Afrobeat Revisited

Afrobeat Revisited

Fela, put and emphasised an accentuated beat on ‘Afro’-rhythm
and, it became the pulse and trademark of his music, Afrobeat. The top end
remained the 4/4 (jazz) beat of the claves/sticks aided by the shekere and, the
bottom end was provided by the trio of Ghanaian Addo Nattey on one-membrane
conga, Oladeinde Henry Koffi on three-membrane drum (played with sticks as
‘borrowed from Rex Lawson’s Ijo Highlife music) and; Ladi Tony Alabi a.k.a Tony
Allen the anchor rhythm master on trap drums.

Not surprisingly Tony Allen was the leader of Fela’s Africa ’70
band that fashioned his unique brand of Afrobeat music. Tony Allen was and
remains a living legend; a complete drummer who kept the basic 4/4 beat
simultaneously on snare drums and high hat (cymbals) and augmented it with
rhythmic textures from the two tom tom drums and a deep bottom of bass drum
tattoos. He was a busy drummer with both hands and both feet always in action
and, he was an advanced African pop music trap drummer in that his
embellishments included playing the high hat with drumsticks and, rim shots on
the snare and tom toms. Tony Allen was everything top American Jazz drummers of
the 60s and 70s wanted to be: a master drummer of pulsing rhythms. Fela who was
very knowledgeable about the rhythmic structure of modern jazz music found a
genuine soul mate in Tony Allen to collaborate with and create Afrobeat; a
hybrid of jazz, highlife and African folk rhythms.

▶ **Position identification records**
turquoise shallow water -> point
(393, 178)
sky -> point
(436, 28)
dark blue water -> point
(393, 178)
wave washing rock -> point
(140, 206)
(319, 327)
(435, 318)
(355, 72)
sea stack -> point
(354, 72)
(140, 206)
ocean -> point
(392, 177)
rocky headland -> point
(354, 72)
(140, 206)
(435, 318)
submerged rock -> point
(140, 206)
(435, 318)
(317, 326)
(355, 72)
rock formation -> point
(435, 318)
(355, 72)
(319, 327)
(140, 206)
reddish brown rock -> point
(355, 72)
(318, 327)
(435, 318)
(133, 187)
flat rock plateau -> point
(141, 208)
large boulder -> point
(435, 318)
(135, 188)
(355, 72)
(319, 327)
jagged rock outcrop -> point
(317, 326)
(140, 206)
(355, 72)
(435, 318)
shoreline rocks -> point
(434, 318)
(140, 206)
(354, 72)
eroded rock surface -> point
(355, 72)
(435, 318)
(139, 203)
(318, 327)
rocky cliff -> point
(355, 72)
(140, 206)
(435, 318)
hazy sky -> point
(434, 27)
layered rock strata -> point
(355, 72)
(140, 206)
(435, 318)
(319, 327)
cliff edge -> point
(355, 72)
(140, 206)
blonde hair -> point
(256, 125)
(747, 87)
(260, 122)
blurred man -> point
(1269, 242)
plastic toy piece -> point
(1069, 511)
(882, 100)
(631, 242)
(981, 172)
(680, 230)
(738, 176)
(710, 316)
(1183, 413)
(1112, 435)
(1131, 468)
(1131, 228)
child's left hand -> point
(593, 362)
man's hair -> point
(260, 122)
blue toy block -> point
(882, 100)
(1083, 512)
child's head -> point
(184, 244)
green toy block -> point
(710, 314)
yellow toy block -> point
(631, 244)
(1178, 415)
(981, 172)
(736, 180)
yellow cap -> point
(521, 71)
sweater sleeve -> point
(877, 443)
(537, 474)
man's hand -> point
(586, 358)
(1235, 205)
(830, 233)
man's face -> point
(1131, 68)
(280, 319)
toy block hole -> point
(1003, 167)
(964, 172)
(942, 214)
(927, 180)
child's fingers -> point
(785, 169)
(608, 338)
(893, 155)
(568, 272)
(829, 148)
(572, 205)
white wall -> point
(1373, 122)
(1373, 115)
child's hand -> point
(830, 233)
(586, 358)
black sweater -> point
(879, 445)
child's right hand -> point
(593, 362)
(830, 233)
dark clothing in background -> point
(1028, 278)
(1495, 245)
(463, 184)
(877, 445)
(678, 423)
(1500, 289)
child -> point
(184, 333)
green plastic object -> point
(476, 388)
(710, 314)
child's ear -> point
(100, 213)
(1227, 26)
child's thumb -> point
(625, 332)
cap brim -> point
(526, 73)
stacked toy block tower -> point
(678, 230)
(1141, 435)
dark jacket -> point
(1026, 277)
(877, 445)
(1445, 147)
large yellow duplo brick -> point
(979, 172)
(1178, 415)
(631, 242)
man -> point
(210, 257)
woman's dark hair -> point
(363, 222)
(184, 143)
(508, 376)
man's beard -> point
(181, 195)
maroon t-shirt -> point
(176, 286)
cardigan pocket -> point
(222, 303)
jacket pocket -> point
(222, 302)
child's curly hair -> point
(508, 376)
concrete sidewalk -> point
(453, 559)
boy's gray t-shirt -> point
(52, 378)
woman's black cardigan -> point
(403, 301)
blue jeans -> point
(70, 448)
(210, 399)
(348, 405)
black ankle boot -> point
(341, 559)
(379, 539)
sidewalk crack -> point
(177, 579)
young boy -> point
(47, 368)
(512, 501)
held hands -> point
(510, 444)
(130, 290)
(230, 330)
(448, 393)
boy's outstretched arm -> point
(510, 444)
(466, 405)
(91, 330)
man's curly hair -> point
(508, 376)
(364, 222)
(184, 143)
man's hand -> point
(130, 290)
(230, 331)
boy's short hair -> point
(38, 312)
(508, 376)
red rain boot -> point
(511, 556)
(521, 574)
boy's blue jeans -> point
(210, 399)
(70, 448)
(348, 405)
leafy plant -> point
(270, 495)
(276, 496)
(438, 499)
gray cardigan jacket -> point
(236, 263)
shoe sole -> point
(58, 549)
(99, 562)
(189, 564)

▶ **WORK INSTRUCTIONS**
[a] Answer these questions using the Afrobeat passage:
(i) On which instrument did Addo Nattey play?
(ii) Which band did Tony Allen lead?
(iii) Of what three elements is Afrobeat described as a hybrid?
[b] Extend the Afrobeat passage with a further paragraph, starting right after its final sentence.

▶ **THE REPLIES**
[a]
(i) The one-membrane conga.
(ii) Fela's Africa '70 band.
(iii) Jazz, highlife and African folk rhythms.

[b]
Demystifying Ginger Baker

That Fela knew Tony Allen’s worth as an innovative world-class
trap drummer, was proud of his prowess and, was prepared to let the world know
about it, was well demonstrated when Fela – cheeky rascal that he was – set up
his friend, drummer Ginger Baker, by inviting him to record with the Africa ’70
as a second trap drummer in London. Ginger Baker, touted as the greatest
drummer in pop music based on his knowledge and incorporation of Afro rhythms,
was completely blown away by Allen whose fluid multi-rhythms were a sharp
contrast to Baker’s lumbering heavy-handed flaying of the drums. This important
Fela record not only demystified Baker’s rating as a drummer, it also featured
fascinating spells of gong rhythms.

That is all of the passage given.